▶ Given instruction: Can you reproduce each of the records below line for line, leaving out the pictures?

Stored data entries
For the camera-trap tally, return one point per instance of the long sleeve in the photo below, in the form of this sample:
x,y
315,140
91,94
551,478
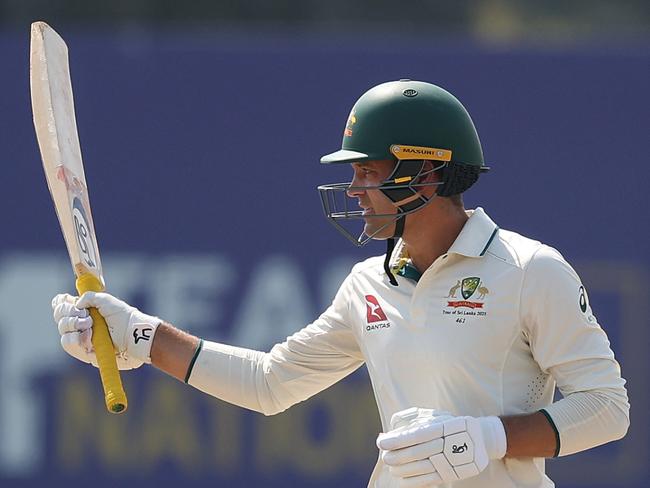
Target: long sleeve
x,y
567,342
306,363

▶ Result:
For the camera-trap tally, return one point per instance of the long sleeve in the photo below, in the form of this sample:
x,y
315,140
91,94
551,478
Target: long sleeve
x,y
567,342
306,363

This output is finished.